**What the task requires**
Retype all of the listing exactly, passing over any picture you find.

**Data supplied**
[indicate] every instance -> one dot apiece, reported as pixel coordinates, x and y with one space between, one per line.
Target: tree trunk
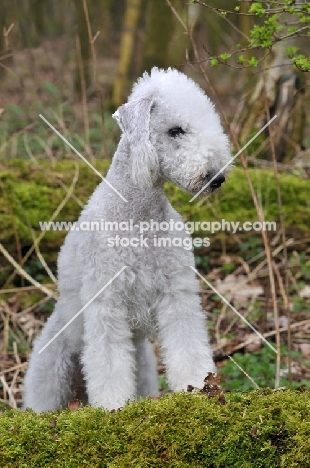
132 14
281 89
159 28
82 74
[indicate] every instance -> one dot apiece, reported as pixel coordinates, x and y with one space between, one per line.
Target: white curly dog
170 131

**Response**
[indicate] every instance -> one dot apiece, reported as pixel coordinates, x and y with one space between, one per line.
Target: tree trunk
132 14
281 89
159 28
82 74
[indicate] every instance -> one dot apiece, reported as pixel coordinates, x and y with one space between, one per line.
Target: white curly dog
170 131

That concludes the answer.